• _EXCERPTED TEXT_:
########
The apparatus main body 18 is a flat box-like chassis, and houses various electronic components (not shown) such as a circuit board, an arithmetic processing unit, a hard disk drive, and a memory. On a top surface 18a of the apparatus main body 18, the keyboard device 20 and a touchpad device 26 are arranged in a front-to-rear direction. The touchpad device 26 is disposed in a position adjacent to the center front of the keyboard device 20. A pointing stick 28 is provided roughly in the center of the keyboard device 20.

The touchpad device 26 and the pointing stick 28 are for operating a cursor (a mouse pointer) displayed on the display device 22, and are operable input means as substitute for a mouse. The touchpad device 26 is a clickpad that allows a user to perform a touch operation and a press-down operation, for example, by bringing the user's fingertip or the like close to or into contact with the clickpad. Three push buttons 30, 31, and 32 are provided in a position between the keyboard device 20 and the touchpad device 26. The push buttons 30 to 32 work in conjunction with a cursor operation by the touchpad device 26 or the pointing stick 28. The push buttons 30 to 32 are click operation buttons corresponding to the left, center, and right buttons of a general mouse, respectively.

The lid body 16 includes the chassis 12 having a rectangular exterior that a back cover 12a and a front cover 12b are laid over and fastened together. The back cover 12a is a cover member that covers the side and back of the lid body 16. In the present embodiment, the back cover 12a is constituted of the chassis member 10. The front cover 12b is a resin frame-like member that covers the front of the lid body 16, and the display device 22 constituted of, for example, a liquid crystal display is provided in an opening thereof.

Subsequently, a specific configuration example of the back cover 12a and the chassis member 10 constituting the back cover 12a is described. FIG. 2 is a plan view schematically showing the configuration example of the back cover 12a using the chassis member 10, and illustrates the back cover 12a viewed from the inside.

As shown in FIG. 2, the back cover 12a includes a backboard 34 and a wall part 35 that stands on the periphery of the backboard 34. The backboard 34 constitutes the back of the chassis 12. The wall part 35 constitutes the peripheral side of the chassis 12. The chassis 12 is fastened to the hinges 24 through a pair of right and left attachments 36 each composed of two attachments provided at one edge (a lower edge in FIG. 2) of the backboard 34. At the other edge (an upper edge in FIG. 2) of the backboard 34, a pair of right and left antennas 38 for wireless communication is provided.

The chassis member 10 constituting this back cover 12a includes plate-like fiber-reinforced resin members 40, 41, and 42 and a frame part 44 bonded to respective outer peripheral end surfaces 40a, 41a, and 42a of the fiber-reinforced resin members 40, 41, and 42. The fiber-reinforced resin members 40 to 42 constitute a portion of the backboard 34. The frame part 44 constitutes the other portion of the backboard 34 and the wall part 35.
########
• _SUPPLIED INFORMATION_:
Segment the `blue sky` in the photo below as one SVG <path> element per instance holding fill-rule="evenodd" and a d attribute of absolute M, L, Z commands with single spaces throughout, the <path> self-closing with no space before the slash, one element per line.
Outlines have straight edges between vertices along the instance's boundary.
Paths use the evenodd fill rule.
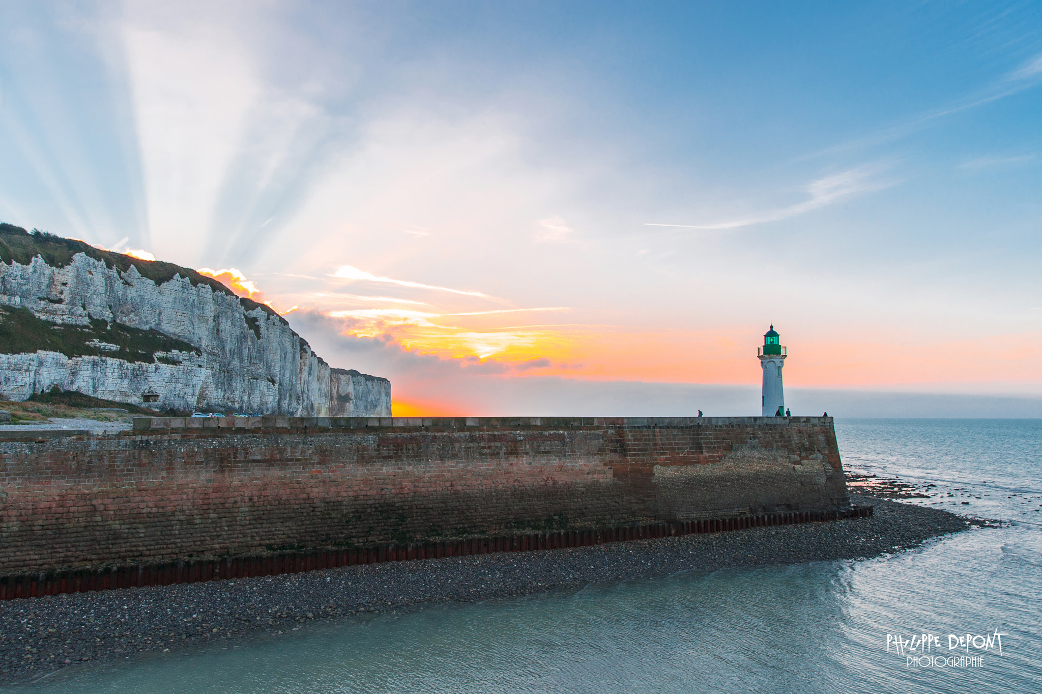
########
• _COMPLETE THE FOLLOWING_:
1 > Rewrite the chassis description from "As shown in" to "communication is provided.", putting "back panel" wherever "backboard" appears.
2 > Summarize the chassis description in two sentences.

• _EXPECTED RESPONSES_:
1 >
As shown in FIG. 2, the back cover 12a includes a back panel 34 and a wall part 35 that stands on the periphery of the back panel 34. The back panel 34 constitutes the back of the chassis 12. The wall part 35 constitutes the peripheral side of the chassis 12. The chassis 12 is fastened to the hinges 24 through a pair of right and left attachments 36 each composed of two attachments provided at one edge (a lower edge in FIG. 2) of the back panel 34. At the other edge (an upper edge in FIG. 2) of the back panel 34, a pair of right and left antennas 38 for wireless communication is provided.

2 > The apparatus main body houses electronic components and carries a keyboard device, a touchpad device, a pointing stick, and three push buttons that work with cursor operations and correspond to the left, center, and right buttons of a general mouse. The lid body is formed of a back cover and a front cover that holds the display device, and the back cover consists of a chassis member made of plate-like fiber-reinforced resin members bonded to a frame part.